What is expected -
Scan the records below. Report the number of lines containing the word "door", and nothing more.

##############################

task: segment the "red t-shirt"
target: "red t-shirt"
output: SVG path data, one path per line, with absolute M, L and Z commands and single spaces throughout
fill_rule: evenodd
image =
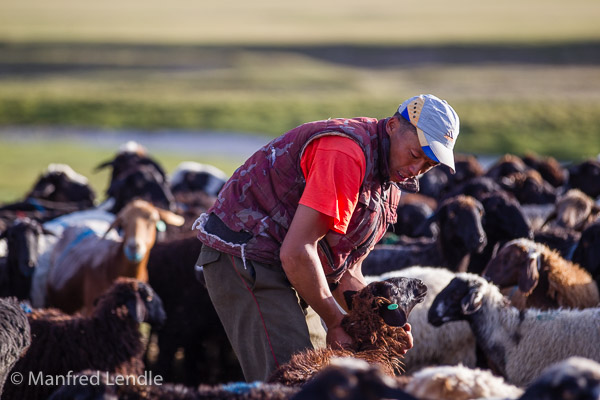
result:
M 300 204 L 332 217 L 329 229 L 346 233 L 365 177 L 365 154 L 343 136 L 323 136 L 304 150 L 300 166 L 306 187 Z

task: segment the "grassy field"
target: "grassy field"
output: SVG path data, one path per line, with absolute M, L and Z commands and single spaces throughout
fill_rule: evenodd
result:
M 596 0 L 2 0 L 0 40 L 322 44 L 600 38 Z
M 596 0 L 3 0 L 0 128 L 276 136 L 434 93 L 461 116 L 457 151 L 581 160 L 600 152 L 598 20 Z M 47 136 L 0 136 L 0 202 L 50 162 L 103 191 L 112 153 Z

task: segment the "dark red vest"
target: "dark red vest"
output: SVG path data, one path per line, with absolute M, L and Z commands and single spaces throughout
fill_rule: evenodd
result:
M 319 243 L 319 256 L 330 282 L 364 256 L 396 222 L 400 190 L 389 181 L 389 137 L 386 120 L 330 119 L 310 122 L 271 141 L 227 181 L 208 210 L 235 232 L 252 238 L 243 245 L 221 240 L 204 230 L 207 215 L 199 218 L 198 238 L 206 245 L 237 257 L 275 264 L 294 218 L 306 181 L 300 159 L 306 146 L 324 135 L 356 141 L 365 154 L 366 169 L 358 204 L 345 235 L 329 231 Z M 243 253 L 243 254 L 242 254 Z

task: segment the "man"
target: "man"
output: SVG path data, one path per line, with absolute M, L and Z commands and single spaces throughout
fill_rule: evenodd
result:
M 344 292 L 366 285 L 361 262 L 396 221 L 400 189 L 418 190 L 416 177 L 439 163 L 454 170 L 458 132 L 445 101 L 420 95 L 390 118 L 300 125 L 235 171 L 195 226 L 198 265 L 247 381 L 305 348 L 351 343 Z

##############################

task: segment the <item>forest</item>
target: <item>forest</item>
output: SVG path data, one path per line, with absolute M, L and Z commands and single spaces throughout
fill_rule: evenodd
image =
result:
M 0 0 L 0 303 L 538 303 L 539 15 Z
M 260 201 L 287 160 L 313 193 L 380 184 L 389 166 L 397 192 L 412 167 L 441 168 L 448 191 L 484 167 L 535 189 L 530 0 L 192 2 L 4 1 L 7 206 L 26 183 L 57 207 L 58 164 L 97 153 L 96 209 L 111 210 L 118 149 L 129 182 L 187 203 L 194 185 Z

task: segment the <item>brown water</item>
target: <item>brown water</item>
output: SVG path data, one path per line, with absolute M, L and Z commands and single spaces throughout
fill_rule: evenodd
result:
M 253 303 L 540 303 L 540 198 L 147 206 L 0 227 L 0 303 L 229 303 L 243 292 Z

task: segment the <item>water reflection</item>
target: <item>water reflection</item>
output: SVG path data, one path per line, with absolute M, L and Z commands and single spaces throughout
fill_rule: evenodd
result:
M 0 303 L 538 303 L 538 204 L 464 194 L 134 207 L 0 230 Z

##############################

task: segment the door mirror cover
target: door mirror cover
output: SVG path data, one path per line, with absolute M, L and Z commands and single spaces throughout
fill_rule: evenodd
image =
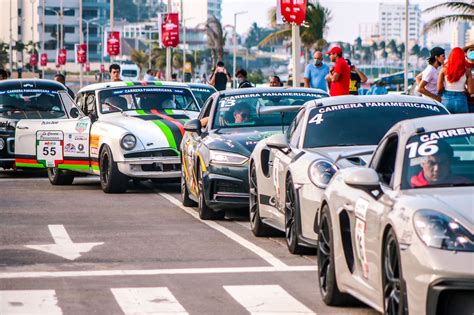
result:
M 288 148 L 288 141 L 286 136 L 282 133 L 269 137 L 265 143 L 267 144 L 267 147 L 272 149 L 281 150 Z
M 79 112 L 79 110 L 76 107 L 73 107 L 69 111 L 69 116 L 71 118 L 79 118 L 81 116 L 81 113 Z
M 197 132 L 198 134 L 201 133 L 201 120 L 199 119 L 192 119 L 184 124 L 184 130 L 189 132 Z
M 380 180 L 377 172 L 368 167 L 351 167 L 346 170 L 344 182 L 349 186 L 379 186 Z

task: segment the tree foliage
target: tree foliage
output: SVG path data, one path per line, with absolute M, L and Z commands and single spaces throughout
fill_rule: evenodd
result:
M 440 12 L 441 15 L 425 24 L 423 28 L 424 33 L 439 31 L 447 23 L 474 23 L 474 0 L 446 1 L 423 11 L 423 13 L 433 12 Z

##############################

Answer to this problem -
2